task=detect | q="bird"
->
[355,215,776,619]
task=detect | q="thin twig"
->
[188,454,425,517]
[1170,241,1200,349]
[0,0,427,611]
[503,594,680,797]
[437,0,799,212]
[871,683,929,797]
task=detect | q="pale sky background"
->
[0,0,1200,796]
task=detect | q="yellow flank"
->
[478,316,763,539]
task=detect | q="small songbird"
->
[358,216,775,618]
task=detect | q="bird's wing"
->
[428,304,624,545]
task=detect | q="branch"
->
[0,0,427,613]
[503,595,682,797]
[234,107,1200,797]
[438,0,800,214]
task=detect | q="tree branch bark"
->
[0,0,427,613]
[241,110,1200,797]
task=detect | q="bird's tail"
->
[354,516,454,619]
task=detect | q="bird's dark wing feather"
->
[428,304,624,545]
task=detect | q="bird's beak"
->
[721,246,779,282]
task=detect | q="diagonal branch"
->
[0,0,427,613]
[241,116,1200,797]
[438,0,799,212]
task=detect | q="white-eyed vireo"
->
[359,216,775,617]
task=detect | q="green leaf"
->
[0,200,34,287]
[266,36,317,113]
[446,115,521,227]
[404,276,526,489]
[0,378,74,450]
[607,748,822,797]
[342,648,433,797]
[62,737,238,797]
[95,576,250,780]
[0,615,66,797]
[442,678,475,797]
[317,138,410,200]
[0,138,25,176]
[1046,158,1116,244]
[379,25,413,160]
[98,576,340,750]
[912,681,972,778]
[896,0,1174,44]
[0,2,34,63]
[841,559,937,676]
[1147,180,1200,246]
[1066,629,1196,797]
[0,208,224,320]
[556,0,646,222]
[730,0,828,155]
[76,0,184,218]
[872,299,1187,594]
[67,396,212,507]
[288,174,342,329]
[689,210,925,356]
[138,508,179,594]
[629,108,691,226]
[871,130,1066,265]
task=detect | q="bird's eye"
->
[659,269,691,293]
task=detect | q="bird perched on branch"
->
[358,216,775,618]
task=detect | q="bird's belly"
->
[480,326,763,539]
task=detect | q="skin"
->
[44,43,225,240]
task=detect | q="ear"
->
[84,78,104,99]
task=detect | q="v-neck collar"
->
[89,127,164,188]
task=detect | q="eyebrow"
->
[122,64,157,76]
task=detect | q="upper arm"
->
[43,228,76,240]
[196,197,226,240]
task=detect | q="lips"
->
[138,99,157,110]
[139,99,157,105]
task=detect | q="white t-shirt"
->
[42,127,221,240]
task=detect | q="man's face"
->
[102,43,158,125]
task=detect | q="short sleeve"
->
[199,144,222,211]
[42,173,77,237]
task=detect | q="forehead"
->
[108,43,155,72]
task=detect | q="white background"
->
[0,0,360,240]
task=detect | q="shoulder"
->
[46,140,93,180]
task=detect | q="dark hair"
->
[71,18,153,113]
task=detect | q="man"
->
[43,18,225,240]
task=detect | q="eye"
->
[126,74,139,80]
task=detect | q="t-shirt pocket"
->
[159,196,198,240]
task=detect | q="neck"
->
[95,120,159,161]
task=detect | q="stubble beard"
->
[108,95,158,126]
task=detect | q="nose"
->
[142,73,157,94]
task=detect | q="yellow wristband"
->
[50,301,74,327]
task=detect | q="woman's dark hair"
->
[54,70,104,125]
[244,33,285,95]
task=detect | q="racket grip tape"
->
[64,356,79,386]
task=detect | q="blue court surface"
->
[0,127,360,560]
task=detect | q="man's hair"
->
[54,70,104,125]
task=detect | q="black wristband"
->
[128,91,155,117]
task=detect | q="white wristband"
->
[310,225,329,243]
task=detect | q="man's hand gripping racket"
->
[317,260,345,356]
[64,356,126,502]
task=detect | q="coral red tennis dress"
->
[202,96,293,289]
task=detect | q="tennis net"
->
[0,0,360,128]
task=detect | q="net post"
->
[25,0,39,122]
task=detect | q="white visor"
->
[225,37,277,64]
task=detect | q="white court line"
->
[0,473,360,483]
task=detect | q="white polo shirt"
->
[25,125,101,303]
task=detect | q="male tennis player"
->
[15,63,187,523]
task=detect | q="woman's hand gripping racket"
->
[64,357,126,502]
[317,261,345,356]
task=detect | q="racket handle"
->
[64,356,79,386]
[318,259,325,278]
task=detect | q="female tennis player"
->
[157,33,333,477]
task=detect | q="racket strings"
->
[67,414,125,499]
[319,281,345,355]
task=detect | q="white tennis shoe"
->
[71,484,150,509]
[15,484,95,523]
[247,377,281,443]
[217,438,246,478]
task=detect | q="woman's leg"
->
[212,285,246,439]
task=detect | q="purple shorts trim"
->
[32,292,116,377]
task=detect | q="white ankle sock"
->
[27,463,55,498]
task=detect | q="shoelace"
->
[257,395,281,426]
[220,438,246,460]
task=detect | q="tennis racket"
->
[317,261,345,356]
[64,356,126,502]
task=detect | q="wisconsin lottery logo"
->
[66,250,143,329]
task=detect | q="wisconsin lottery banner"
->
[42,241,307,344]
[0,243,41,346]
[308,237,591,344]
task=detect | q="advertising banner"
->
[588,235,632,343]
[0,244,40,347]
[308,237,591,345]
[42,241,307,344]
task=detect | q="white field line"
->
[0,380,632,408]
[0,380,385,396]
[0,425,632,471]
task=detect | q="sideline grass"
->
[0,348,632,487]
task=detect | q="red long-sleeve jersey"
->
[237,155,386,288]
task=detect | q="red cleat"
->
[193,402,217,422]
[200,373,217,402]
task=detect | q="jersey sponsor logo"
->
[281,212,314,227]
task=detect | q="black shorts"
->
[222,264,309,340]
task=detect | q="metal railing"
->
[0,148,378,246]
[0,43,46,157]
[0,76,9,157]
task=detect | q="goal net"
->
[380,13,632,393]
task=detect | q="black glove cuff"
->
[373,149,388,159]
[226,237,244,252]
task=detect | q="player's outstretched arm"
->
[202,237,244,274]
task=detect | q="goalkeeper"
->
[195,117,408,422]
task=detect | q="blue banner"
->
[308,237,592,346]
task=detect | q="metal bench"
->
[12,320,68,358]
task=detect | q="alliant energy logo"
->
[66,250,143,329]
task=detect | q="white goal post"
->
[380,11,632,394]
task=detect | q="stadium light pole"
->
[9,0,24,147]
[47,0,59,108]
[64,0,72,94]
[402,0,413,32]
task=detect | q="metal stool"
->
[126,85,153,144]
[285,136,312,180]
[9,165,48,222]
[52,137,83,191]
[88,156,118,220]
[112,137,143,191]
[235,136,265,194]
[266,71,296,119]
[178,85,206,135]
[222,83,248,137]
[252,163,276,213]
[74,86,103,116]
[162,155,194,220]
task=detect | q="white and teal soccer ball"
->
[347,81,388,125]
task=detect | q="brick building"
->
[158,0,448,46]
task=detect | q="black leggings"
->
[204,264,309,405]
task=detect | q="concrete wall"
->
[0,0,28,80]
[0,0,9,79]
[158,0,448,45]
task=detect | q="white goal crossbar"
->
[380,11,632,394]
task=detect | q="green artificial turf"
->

========

Aim of the exercise:
Repeat everything from the start of the records down to the line that contains "[659,269,691,293]", with both ends included.

Solution:
task=detect | q="bird"
->
[355,215,776,619]
task=detect | q="thin twig"
->
[188,454,425,517]
[1170,241,1200,349]
[0,0,427,611]
[503,594,680,797]
[437,0,799,212]
[871,683,929,797]
task=detect | q="pale sky background"
->
[0,0,1200,796]
task=detect | q="yellow flank"
->
[478,316,763,539]
task=detect | q="small songbird"
->
[358,216,775,618]
task=detect | q="bird's wing"
->
[428,304,624,545]
task=detect | q="branch"
->
[0,0,427,613]
[503,595,682,797]
[234,107,1200,797]
[438,0,800,214]
task=detect | q="tree branch bark"
->
[0,0,427,613]
[241,110,1200,797]
task=detect | q="bird's tail"
->
[354,516,454,619]
task=detect | q="bird's dark wing feather"
->
[428,304,624,545]
task=detect | q="bird's beak"
->
[721,246,779,282]
task=detect | q="diagonal branch"
->
[0,0,427,613]
[241,116,1200,797]
[438,0,799,212]
task=detect | q="white-eyed vireo"
->
[359,216,775,617]
task=detect | q="green leaf"
->
[0,200,34,287]
[266,36,317,113]
[446,115,521,227]
[404,276,526,489]
[0,378,74,450]
[607,748,822,797]
[342,648,433,797]
[62,737,238,797]
[95,576,250,780]
[0,615,66,797]
[442,678,475,797]
[317,138,410,200]
[0,138,25,176]
[1046,158,1116,244]
[379,25,413,160]
[98,576,340,750]
[912,681,972,778]
[896,0,1174,44]
[0,2,34,63]
[841,559,937,676]
[1147,180,1200,246]
[1066,629,1196,797]
[0,208,224,320]
[556,0,646,222]
[730,0,828,155]
[76,0,184,218]
[872,299,1187,594]
[67,396,212,507]
[288,174,342,329]
[689,210,925,356]
[138,508,179,594]
[629,108,691,226]
[871,130,1066,265]
task=detect | q="bird's eye"
->
[659,269,691,293]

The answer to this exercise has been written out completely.